WHAT THE TASK REQUIRES.
Count the lines in the listing below that contain the string "placed", treating uppercase and lowercase as different. Reply with the number alone.

Pointing and labeling entries.
----

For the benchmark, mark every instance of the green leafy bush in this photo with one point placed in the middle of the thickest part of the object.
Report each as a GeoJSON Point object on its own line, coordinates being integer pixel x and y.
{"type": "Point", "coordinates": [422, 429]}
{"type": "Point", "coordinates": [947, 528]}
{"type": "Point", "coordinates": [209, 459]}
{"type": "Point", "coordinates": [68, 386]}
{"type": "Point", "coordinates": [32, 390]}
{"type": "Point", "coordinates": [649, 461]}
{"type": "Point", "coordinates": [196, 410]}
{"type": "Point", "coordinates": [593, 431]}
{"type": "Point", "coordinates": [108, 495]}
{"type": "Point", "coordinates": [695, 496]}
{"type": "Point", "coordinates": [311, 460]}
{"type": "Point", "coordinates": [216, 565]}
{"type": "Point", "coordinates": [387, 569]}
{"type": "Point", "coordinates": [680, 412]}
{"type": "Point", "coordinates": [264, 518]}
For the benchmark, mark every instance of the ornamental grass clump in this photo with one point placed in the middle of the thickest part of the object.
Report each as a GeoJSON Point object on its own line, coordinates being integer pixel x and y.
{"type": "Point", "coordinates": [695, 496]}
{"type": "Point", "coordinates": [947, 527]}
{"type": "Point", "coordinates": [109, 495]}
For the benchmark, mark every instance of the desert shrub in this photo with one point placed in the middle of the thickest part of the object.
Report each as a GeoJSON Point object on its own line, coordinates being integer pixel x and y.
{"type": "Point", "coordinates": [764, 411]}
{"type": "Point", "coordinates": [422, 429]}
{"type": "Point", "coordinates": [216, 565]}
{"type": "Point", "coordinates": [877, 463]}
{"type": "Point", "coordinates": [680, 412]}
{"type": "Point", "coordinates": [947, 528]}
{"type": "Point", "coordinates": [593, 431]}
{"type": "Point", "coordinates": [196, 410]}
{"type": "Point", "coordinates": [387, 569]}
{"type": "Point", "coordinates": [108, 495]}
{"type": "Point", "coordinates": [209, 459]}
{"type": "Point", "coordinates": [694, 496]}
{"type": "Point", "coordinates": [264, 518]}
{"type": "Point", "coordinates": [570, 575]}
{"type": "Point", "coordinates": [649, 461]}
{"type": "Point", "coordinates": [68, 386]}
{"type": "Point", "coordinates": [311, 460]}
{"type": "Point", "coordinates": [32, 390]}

----

TASK ANSWER.
3